* What to do
Every line of the material is to be transcribed verbatim, with images omitted.

* Available records
::::::
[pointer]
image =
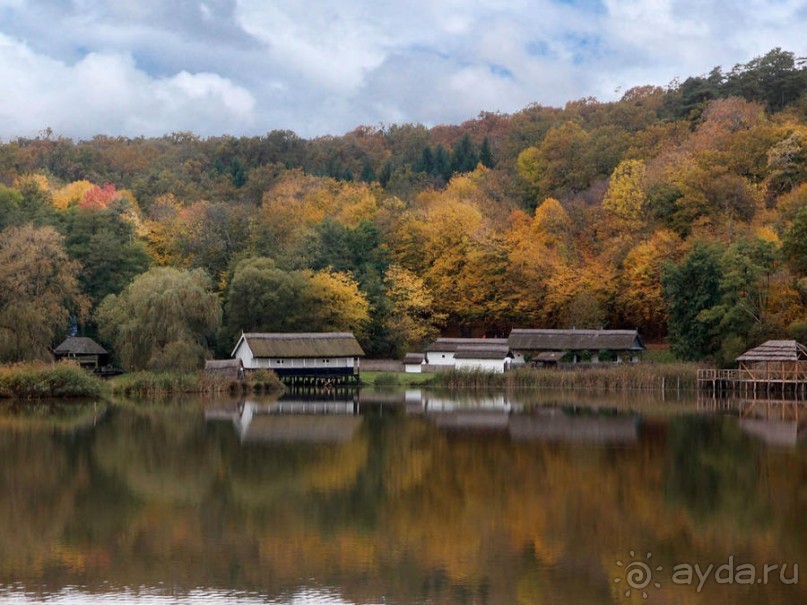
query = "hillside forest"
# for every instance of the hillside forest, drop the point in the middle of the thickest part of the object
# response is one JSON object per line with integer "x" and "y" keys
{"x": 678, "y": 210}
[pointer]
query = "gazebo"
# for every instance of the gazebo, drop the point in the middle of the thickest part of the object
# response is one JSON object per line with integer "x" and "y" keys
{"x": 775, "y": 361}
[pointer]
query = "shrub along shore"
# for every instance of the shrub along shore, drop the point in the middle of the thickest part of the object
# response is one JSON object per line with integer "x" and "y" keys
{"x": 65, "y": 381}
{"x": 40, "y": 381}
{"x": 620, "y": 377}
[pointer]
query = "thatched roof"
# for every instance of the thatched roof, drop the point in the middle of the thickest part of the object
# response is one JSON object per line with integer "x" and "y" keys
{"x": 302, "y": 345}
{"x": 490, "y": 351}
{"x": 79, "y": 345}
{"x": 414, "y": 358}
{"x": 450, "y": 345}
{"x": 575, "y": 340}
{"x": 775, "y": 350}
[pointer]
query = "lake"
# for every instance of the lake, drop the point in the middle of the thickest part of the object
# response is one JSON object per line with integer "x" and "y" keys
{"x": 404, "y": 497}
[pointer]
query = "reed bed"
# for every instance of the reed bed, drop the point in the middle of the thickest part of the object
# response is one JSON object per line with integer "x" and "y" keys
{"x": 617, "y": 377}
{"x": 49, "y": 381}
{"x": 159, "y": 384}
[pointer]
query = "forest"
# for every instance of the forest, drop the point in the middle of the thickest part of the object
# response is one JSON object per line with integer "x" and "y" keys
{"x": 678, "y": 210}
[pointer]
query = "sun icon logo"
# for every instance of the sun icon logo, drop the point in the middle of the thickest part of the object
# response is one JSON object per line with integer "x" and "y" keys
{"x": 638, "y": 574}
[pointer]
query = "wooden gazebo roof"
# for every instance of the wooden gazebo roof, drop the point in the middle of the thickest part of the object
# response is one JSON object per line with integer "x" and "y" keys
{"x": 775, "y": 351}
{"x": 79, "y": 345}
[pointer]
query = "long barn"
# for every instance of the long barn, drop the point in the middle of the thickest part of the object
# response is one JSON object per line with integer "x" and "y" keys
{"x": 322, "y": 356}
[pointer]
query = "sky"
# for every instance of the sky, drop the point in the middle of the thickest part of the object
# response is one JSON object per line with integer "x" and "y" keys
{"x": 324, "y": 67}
::::::
* Task output
[pointer]
image =
query = "hillside forest"
# for every instance of the hillside forest, drop the point in the middle of the thickest part of the object
# response is one JSON object per line with integer "x" and "y" keys
{"x": 678, "y": 210}
[pointer]
query = "gazebo"
# for every instance of the gazebo, drop the point in the middle of the thickest part of the object
# response is one JSON object per line with integer "x" and "y" keys
{"x": 775, "y": 361}
[pointer]
query = "shrub along shore"
# for every instance of the shrub along shore, drop the point in the middle of the thickest part of the object
# response is one JSON object per line with integer "x" and "y" keys
{"x": 65, "y": 381}
{"x": 40, "y": 381}
{"x": 620, "y": 377}
[pointer]
query = "thatched roof"
# for every instance of the thatched roof, drop the point in the middle of the thickest part of the object
# response is one JSON object per line with integer "x" and "y" keys
{"x": 302, "y": 345}
{"x": 490, "y": 351}
{"x": 79, "y": 345}
{"x": 414, "y": 358}
{"x": 450, "y": 345}
{"x": 575, "y": 340}
{"x": 775, "y": 350}
[pointer]
query = "lake"
# for every instance of the lake, drop the point in the middle of the thickest part of the object
# response is one JSON object per line with integer "x" and "y" keys
{"x": 404, "y": 497}
[pointer]
query = "reed bed"
# for every instance of the reed bed, drop the point in the middle of the thickest part of the object
# response is one JSON object per line with integer "x" and "y" keys
{"x": 617, "y": 377}
{"x": 49, "y": 381}
{"x": 159, "y": 384}
[pointer]
query = "forest"
# for every instance of the forest, drop the point in the middle of the thickest part of the object
# response is one JSON object per line with integer "x" and "y" keys
{"x": 678, "y": 210}
[pointer]
query = "sun icon logo"
# for every instance of the sun icon logo, drop the point in the middle of the thickest part of the object
# response is one JSON object per line with integer "x" and "y" keys
{"x": 638, "y": 574}
[pointer]
query = "wooden gazebo roof"
# for every instance of the wooden gazebo roof, drop the point in the middle of the thickest part of the object
# response is one JSON object per line with integer "x" and "y" keys
{"x": 775, "y": 351}
{"x": 79, "y": 345}
[pointer]
query = "long barn"
# for every instance of the long barn, drop the point in the middle of the thickest part of the object
# response is one JSON object per line with integer "x" and "y" keys
{"x": 322, "y": 356}
[pointer]
query = "sky"
# for every instance of the sky, drop the point in the middle of the thickest part of the object
# response is one JSON object per line with integer "x" and "y" keys
{"x": 324, "y": 67}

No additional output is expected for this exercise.